= SOURCE =
--------------------
As observed in the previous blog post of this series, screenshot tests have a lot in common regardless of the library they're written with, namely:

1. Setting the device configuration (e.g. Locale, Ui Mode, Font scale...)

2. Setting the Subject Under Test (SUT): e.g. invoking the composable

3. Recording/Verifying the screenshot of the SUT.

In this blog post, we'll see, in broad terms, how AndroidUitestingUtils 2.0.0 uses those findings to support writing cross-library screenshot tests.

Defining a common interface

So we'll define a common interface for setting up the device configuration and the SUT, as well as for recording/verifying.

This interface must have no direct dependency on any screenshot library: we don't want cross-library screenshot tests to depend on libraries we might never use.

// 1: Define the common device configuration.
data class ScreenshotConfigForComposable(
   val locale: String? = null,
   val fontScale: FontSize? = null,
   ...
)

// 1: Pass common device configuration. 
// To be set by each library internally
abstract class ScreenshotTestRuleForComposable( 
   open val config: ScreeenshotConfigForComposable,
): TestWatcher() {

    // 2 & 3: Set the SUT & Record/verify snapshots
    abstract fun snapshot(
        name: String? = null,
        composable: @Composable () -> Unit,
    )
}

Implementing the interface for each library

Now we'll implement that interface for Paparazzi, Dropshots & Roborazzi ¹.

To maintain dependency separation, each implementation is enclosed within its own module, e.g. :paparazzi, :dropshots, :roborazzi, etc. and only depends on its corresponding screenshot library — :paparazzi on Paparazzi, :dropshots on Dropshots, etc., — ensuring no cross-dependencies among them.

¹ AndroidUiTestingUtils provides these implementations + one for Shot

Paparazzi

To access Paparazzi's classes, we declare its dependency in the gradle file of :paparazzi module.
--------------------
= Dataset records on where objects are located =
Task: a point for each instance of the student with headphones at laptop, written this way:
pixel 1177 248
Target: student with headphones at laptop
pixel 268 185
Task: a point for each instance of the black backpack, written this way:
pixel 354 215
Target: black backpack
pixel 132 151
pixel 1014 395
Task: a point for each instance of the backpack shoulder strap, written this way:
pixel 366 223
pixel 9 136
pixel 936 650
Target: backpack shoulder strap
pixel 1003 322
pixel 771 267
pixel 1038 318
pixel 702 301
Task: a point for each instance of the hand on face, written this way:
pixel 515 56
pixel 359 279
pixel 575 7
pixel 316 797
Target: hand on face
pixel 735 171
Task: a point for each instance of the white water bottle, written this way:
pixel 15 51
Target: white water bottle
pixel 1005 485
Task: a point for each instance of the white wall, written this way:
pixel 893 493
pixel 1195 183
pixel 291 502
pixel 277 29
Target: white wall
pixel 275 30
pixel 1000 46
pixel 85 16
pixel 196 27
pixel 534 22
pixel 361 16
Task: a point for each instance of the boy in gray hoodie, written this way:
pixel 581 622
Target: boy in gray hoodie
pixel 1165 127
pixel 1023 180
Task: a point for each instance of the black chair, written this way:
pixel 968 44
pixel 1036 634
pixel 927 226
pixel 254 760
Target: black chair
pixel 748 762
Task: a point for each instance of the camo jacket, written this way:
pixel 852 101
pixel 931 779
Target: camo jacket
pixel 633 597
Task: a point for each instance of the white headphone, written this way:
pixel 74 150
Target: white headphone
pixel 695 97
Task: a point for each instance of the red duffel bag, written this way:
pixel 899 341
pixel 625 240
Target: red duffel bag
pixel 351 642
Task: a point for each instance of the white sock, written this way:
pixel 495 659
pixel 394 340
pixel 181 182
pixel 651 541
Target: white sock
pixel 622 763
--------------------
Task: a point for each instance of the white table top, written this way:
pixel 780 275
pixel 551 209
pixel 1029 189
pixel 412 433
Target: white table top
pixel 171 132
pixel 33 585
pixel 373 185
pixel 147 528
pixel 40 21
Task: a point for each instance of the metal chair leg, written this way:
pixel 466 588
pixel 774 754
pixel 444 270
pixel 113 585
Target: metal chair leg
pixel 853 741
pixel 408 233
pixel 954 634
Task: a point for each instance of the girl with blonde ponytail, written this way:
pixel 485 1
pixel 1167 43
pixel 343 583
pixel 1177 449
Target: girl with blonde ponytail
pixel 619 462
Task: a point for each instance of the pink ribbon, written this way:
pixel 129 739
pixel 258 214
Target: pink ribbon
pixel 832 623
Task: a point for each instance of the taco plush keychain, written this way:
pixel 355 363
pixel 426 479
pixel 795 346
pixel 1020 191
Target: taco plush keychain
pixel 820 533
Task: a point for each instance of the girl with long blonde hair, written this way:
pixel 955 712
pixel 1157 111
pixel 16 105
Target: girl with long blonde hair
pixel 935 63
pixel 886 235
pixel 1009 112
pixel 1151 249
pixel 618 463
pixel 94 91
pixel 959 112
--------------------
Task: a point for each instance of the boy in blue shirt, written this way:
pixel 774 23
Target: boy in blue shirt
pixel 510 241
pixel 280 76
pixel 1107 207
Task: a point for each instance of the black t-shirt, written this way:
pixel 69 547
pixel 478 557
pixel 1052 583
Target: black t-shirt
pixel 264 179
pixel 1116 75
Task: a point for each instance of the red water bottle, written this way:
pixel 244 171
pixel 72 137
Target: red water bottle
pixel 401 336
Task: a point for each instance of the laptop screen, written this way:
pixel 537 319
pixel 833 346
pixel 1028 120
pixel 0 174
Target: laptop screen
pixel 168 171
--------------------
Write out the whole blog post on cross-library screenshot tests again, word for word.

= RESULT OF THE EXERCISE =
As observed in the previous blog post of this series, screenshot tests have a lot in common regardless of the library they're written with, namely:

1. Setting the device configuration (e.g. Locale, Ui Mode, Font scale...)

2. Setting the Subject Under Test (SUT): e.g. invoking the composable

3. Recording/Verifying the screenshot of the SUT.

In this blog post, we'll see, in broad terms, how AndroidUitestingUtils 2.0.0 uses those findings to support writing cross-library screenshot tests.

Defining a common interface

So we'll define a common interface for setting up the device configuration and the SUT, as well as for recording/verifying.

This interface must have no direct dependency on any screenshot library: we don't want cross-library screenshot tests to depend on libraries we might never use.

// 1: Define the common device configuration.
data class ScreenshotConfigForComposable(
   val locale: String? = null,
   val fontScale: FontSize? = null,
   ...
)

// 1: Pass common device configuration. 
// To be set by each library internally
abstract class ScreenshotTestRuleForComposable( 
   open val config: ScreeenshotConfigForComposable,
): TestWatcher() {

    // 2 & 3: Set the SUT & Record/verify snapshots
    abstract fun snapshot(
        name: String? = null,
        composable: @Composable () -> Unit,
    )
}

Implementing the interface for each library

Now we'll implement that interface for Paparazzi, Dropshots & Roborazzi ¹.

To maintain dependency separation, each implementation is enclosed within its own module, e.g. :paparazzi, :dropshots, :roborazzi, etc. and only depends on its corresponding screenshot library — :paparazzi on Paparazzi, :dropshots on Dropshots, etc., — ensuring no cross-dependencies among them.

¹ AndroidUiTestingUtils provides these implementations + one for Shot

Paparazzi

To access Paparazzi's classes, we declare its dependency in the gradle file of :paparazzi module.